- AIM OF THE EXERCISE -
Reproduce word for word the lines below, starting with the one that contains "Hi annotator — for this image, please outline every dry" and ending with the one that contains "837;716;906;740", with both of those lines included.

- SUPPLIED MATERIAL -
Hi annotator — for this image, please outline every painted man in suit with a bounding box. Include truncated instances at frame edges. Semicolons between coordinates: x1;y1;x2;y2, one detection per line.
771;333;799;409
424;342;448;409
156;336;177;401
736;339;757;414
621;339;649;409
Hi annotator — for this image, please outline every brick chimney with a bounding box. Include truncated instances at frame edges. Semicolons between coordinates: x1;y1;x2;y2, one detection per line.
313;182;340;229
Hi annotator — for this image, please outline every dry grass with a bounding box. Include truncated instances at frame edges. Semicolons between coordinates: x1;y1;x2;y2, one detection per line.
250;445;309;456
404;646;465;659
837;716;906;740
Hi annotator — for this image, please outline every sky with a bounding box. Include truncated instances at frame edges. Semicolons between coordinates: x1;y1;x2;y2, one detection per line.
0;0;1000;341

==

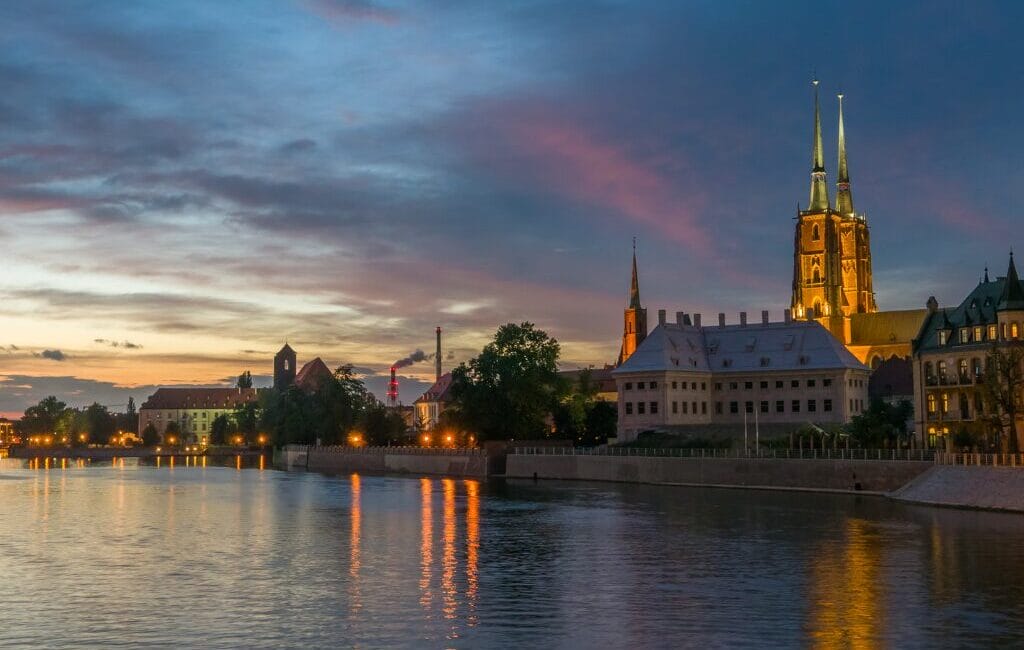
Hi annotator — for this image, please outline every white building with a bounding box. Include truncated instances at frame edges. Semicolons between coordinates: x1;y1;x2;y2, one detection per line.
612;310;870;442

- COMPLETE RESPONSE -
Hi annotator — for this image, please outline every dry grass with a bounding box. Include truncated instances at frame edges. Semicolons between coordinates: x1;y1;x2;y2, one detection per line.
250;445;309;456
404;646;465;659
837;716;906;740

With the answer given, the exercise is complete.